▶ **To do**:
Set down exactly, with nothing added, the lines from the one containing "If you would be willing to tag the arched" through the end of the entries.

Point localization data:
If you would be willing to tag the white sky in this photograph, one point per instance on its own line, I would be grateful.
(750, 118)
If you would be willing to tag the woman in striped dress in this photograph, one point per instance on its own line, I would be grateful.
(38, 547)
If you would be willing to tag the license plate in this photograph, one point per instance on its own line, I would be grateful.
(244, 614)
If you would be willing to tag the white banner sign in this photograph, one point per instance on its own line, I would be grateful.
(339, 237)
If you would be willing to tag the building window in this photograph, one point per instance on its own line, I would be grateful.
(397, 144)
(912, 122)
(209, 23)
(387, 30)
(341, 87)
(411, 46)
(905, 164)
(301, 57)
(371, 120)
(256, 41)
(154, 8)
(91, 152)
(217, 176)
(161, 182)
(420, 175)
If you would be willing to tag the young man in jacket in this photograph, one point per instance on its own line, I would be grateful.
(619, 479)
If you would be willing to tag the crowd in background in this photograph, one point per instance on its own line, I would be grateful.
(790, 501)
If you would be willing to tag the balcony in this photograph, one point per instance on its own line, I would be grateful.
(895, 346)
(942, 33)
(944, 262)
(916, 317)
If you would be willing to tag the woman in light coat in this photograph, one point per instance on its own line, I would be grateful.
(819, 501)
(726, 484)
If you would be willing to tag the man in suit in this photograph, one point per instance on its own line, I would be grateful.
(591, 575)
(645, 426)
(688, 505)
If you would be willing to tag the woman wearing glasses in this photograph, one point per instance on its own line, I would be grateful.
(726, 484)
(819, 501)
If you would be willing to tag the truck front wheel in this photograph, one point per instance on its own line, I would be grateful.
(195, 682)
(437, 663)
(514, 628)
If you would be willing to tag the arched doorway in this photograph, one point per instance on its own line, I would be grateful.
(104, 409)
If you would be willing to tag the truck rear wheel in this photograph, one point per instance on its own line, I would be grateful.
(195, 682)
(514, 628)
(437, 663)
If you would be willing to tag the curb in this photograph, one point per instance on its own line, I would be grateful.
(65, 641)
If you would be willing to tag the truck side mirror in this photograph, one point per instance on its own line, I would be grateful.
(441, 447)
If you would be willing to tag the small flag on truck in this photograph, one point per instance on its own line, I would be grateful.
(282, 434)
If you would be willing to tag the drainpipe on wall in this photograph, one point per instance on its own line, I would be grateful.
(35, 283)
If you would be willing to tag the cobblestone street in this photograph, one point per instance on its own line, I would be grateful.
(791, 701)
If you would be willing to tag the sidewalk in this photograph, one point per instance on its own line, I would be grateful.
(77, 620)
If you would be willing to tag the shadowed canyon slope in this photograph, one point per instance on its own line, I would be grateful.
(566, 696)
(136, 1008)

▶ **Answer to the exercise**:
If you would be willing to tag the arched doorway in this photograph, one point per instance on its own line, I would be grateful.
(104, 409)
If you would be willing to tag the truck rear wheel in this photograph, one point per instance on its own line, I would be grateful.
(195, 682)
(514, 628)
(437, 663)
If you would be willing to tag the curb in this photograph, one point per instance on its own line, I would be grateful.
(65, 641)
If you would be willing to tag the truck side mirror in this photograph, one point per instance on its own line, I would be grateful.
(441, 447)
If you would be willing to tag the small flag on truck in this photograph, one point per instance on its own line, I would be grateful.
(282, 434)
If you would be willing to tag the drainpipe on wall in this photograph, one point per instance on its own line, I would be grateful.
(35, 283)
If you would be willing to tag the cobblestone street in this photograph, one point per instance on its own line, I would be grateful.
(791, 701)
If you would be willing to tag the sidewalk in this photograph, one point per instance on its own line, I would be grateful.
(77, 620)
If you would be willing to tag the shadowed canyon slope in this photograph, one point per instance on its own line, I would be grateful.
(566, 696)
(136, 1008)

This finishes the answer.